### The task
Please give the day and the court that the guidance on appearing at youth court names as the Haringey Youth Justice Service's court day.

### Passage
Apply for OR reconfirm your 30 hours eligibility code to receive 30 hours free childcare.

What happens if I go to court?

Appearing at court can a worrying and challenging time for you and your parent/carers. Be assured that Haringey Youth Justice Service (YJS) will be at court to help and support you throughout the day. We will explain the process and what is likely to happen. Our court day is Thursday at Highbury Corner Youth Court (external link). You may appear at another court, as it will depend upon where your alleged offence occurred, where you were arrested or which police station you were taken to. Wherever you appear, someone from the local Youth Justice Service should be in attendance.

Court day

Please ensure you wear clothes that respect the court and ensure you arrive at 9.45 am if you scheduled for a morning appearance or 1.45pm for an afternoon appearance.

When you arrive, you will be greeted by security, who will check that you are on the court list and which court you are due in. Then report to the court List Caller (Usher), they will usually be holding a clipboard. They will tell you where to wait and which courtroom to go to. You will find the Haringey Youth Justice team office located at the top of stairs near Court 10, please make yourself known to us as well as the Court List Caller.

Who's who in court

The Judge or magistrate sits at the top of the court. The Crown prosecution on your left and your solicitor on your right. Members of the Youth Justice Service will sit on the left-hand side. In front of the Judge/Magistrate sits the Legal adviser.  

You must attend with a parent, carer or Appropriate Adult. No one else will be allowed into the courtroom with you.

### Information given
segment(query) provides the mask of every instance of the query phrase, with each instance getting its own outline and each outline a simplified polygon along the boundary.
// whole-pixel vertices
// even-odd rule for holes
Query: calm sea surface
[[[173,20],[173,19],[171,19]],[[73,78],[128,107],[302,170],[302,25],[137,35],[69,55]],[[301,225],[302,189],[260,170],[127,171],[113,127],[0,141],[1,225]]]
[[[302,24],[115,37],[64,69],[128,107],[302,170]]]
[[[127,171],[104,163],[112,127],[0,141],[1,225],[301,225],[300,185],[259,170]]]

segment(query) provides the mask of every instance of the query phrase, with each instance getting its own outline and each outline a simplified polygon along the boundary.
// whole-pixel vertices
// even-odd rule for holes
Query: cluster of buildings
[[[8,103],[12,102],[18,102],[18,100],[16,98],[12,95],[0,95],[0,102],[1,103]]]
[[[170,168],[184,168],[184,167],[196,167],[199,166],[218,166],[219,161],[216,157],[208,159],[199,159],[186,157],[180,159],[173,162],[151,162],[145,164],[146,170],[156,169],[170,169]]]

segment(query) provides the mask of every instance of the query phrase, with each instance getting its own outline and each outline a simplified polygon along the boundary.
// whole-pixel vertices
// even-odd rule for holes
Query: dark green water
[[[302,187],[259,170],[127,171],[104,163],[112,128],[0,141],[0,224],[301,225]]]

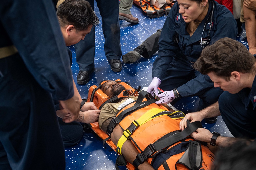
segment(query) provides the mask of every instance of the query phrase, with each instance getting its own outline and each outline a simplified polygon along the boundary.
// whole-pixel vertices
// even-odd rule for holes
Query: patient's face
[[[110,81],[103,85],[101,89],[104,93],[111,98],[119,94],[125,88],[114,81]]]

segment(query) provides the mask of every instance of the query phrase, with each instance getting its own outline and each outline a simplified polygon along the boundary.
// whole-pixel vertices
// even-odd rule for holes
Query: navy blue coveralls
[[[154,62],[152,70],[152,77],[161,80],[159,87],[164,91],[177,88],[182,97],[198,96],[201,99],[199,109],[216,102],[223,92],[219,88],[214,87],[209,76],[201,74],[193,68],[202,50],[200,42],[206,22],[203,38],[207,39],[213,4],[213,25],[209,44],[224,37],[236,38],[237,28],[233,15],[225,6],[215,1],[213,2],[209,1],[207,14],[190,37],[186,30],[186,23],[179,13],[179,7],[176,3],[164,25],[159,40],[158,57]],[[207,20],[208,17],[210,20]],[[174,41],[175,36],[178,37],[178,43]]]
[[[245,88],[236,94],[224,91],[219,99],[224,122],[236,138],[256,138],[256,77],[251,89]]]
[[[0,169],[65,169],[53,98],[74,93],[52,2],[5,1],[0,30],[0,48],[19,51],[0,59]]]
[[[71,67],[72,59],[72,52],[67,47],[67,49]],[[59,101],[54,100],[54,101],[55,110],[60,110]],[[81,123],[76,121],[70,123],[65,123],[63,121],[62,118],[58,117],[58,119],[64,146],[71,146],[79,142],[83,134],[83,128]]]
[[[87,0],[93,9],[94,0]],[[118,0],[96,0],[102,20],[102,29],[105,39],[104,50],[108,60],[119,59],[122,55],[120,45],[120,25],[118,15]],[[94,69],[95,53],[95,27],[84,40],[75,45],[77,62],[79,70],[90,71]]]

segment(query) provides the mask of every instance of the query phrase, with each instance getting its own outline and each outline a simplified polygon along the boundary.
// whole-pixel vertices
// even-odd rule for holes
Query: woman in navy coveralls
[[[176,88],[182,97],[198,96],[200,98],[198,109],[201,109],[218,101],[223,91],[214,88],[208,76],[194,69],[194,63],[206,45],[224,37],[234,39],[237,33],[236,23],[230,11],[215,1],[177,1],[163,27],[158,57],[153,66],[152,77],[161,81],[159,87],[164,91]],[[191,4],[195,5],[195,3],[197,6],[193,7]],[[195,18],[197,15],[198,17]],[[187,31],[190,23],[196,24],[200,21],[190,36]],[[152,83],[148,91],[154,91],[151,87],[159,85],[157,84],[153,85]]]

### Exercise result
Thursday, at Highbury Corner Youth Court.